* **Text provided**:
⁂

Probabilistic graphical molders also gained prominence in the 1990s. They were powerful tools for representing and reasoning under uncertainty. These models provided a framework for AI systems to make decisions in situations where the outcome is uncertain or probabilistic. By incorporating probabilistic reasoning, AI systems could better assess risk, make more informed decisions, and navigate uncertain environments more effectively.

Advancements in reinforcement learning algorithms also marked a significant breakthrough in the 1990s. Reinforcement learning techniques improved game playing, robotics control systems, and autonomous vehicle control. By learning from trial-and-error interactions with the environment, AI agents could optimize their behavior to achieve specific goals, leading to more efficient and adaptive systems.

Additionally, knowledge representation and reasoning continued developing in formalisms. These formalisms provided ways to represent and reason about structured knowledge. They enabled intelligent systems to understand and reason about complex information, facilitating the development of knowledge-based applications in different domains, such as expert systems, natural language understanding, and intelligent tutoring systems.

Famous AI achievement

After decades of research and development, in 1997, IBM’s Deep Blue defeated world chess champion Garry Kasparov. Deep Blue was a chess-playing expert system. The development began in 1985. Chess was believed to be exclusive to human intelligence. Computer scientists believed that playing chess was a good measurement of the effectiveness of artificial intelligence. This event demonstrated that AI’s sophisticated evaluation functions, brute-force search algorithms, parallel processing, endgame databases, and opening book strategies can compete at the game’s highest levels.

The Current Era:

In the 21st century, deep learning algorithms, especially convolutional neural networks, have surpassed human-level accuracy in tasks such as image recognition. These advancements have improved the accuracy of medical image analysis and revolutionized fields like healthcare. AI-powered systems assist doctors in diagnosing diseases and interpreting medical scans with unprecedented precision.

Natural language processing (NLP) has also seen significant progress. AIs can perform complex tasks such as answering questions, translating languages, and classifying text according to sentiment analysis. This has led to developing virtual assistants and language translation tools that bridge diverse language and cultural communication.

⁂

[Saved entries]

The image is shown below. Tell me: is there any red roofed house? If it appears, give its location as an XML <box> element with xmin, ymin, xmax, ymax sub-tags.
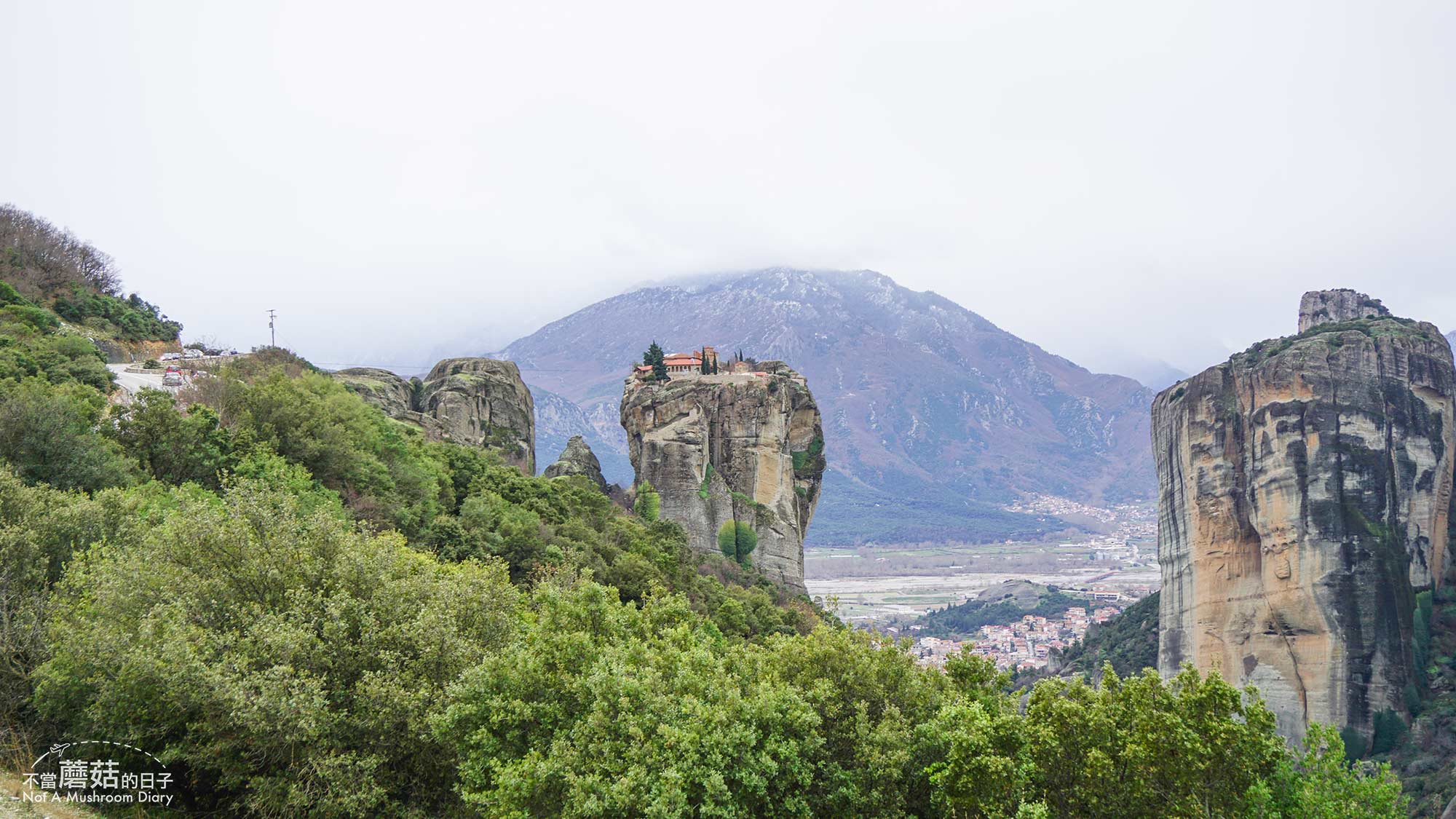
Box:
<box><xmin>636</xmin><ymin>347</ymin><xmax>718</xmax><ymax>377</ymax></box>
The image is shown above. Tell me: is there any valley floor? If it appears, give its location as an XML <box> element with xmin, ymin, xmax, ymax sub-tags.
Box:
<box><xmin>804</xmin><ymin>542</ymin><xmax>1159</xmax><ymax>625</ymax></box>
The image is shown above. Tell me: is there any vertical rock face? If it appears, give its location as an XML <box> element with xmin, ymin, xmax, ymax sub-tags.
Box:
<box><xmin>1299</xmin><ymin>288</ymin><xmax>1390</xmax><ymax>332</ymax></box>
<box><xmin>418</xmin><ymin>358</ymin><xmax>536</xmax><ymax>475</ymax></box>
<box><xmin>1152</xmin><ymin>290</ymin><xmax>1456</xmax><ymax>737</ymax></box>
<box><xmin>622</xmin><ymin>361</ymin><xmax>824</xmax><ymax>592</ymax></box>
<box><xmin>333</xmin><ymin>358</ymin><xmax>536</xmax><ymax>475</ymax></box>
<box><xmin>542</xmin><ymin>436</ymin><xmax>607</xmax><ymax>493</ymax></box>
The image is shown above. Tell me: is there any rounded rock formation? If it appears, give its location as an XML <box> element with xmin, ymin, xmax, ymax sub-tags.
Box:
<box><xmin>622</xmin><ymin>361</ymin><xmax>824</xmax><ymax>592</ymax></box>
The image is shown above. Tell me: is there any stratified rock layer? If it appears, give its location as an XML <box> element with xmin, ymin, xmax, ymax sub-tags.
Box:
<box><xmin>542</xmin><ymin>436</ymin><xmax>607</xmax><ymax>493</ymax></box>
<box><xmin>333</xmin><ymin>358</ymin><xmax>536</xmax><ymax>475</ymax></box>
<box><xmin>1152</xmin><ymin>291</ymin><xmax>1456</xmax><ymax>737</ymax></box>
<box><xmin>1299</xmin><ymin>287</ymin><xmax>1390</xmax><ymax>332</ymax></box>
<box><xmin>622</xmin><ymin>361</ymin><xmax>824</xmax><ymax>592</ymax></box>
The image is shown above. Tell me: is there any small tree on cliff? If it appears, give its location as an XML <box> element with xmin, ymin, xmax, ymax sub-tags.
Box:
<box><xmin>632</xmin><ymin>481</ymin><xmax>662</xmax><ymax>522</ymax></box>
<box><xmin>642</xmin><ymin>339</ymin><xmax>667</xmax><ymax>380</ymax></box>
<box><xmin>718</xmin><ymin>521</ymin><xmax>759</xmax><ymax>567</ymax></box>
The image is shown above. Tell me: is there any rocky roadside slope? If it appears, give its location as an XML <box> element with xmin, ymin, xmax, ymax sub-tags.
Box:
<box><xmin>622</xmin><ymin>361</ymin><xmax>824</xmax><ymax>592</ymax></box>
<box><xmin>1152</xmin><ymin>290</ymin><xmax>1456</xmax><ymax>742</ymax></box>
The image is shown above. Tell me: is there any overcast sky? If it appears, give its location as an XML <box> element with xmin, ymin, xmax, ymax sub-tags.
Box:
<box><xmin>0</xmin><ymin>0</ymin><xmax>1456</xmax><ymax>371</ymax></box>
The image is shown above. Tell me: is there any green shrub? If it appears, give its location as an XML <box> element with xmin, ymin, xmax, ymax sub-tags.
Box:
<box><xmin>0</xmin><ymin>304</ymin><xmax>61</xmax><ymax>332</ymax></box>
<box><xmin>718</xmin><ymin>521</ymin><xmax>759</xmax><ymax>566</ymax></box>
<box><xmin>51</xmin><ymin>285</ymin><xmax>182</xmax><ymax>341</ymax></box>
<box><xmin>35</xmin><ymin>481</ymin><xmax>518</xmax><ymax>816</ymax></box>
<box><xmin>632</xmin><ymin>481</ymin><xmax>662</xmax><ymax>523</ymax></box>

⁂

* **Set of tasks**:
1) In the text on the history of AI, what year did development of Deep Blue begin?
2) Continue the text on the history of AI, picking up after its last sentence.

* **Expected responses**:
1) 1985

2)
Moreover, AI technologies, including machine learning and deep learning, are increasingly used in drug discovery and development. They can predict molecular properties and identify potential drug candidates. This process has optimized drug designs. AI techniques are also applied to address global challenges such as climate change, environmental monitoring, and sustainable development. AI-powered systems analyze vast amounts of data to model climate patterns, monitor biodiversity, and optimize resource management. If we use those technologies wisely, they can help mitigate environmental impact and promote sustainability.

While self-driving cars like Waymo have been successfully tested in San Francisco and Phoenix, scientists continue optimizing various areas, such as sensor fusion and perception with redundant safety sensor systems, real-time decision-making and planning, highly accurate maps, precise localization, etc.

Final Thoughts

AI advancements can contribute to positive social outcomes if we prioritize ethical considerations. We all should engage in this process, advocating for inclusive and representative data collection for AI training. With transparent and unbiased models, AI systems can process large-scale data analysis to identify and address healthcare access, education, and resource allocation disparities. The technology leap can be used to advance our social and physical environment.

However, we also need to consider potential risks and unintended consequences carefully. With proper oversight and collaboration between AI experts and the broader community, we can continue to harness AI’s power for good. Let’s work together towards a future where AI creates a better world.